*Goal 1*
According to the passage on the Samaras cabinet, on what day was the cabinet sworn in?
*Goal 2*
Retype the passage on the Samaras cabinet from "The Cabinet of" up to and including "in on 5 July.".

*Source text*
The Cabinet of Antonis Samaras succeeded the Caretaker Cabinet of Panagiotis Pikrammenos after the repeated legislative elections in May and June 2012. It was sworn in on Thursday, 21 June 2012. The former ministries of Shipping, Tourism and Macedonia and Thrace were re-established. The junior coalition partners, PASOK and DIMAR, chose to take a limited role in the cabinet, preferring to be represented by party officials and independent technocrats instead of MPs. Vassilis Rapanos, the prime minister's first choice for finance minister, fell ill before being sworn in, and tendered his resignation on 25 June. Yannis Stournaras was then chosen as the new finance minister on 26 June, and sworn in on 5 July.

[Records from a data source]
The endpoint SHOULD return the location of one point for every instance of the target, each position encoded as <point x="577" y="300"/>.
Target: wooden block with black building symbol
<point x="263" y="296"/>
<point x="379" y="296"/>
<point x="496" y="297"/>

*Final answer 1*
Thursday, 21 June 2012.

*Final answer 2*
The Cabinet of Antonis Samaras succeeded the Caretaker Cabinet of Panagiotis Pikrammenos after the repeated legislative elections in May and June 2012. It was sworn in on Thursday, 21 June 2012. The former ministries of Shipping, Tourism and Macedonia and Thrace were re-established. The junior coalition partners, PASOK and DIMAR, chose to take a limited role in the cabinet, preferring to be represented by party officials and independent technocrats instead of MPs. Vassilis Rapanos, the prime minister's first choice for finance minister, fell ill before being sworn in, and tendered his resignation on 25 June. Yannis Stournaras was then chosen as the new finance minister on 26 June, and sworn in on 5 July.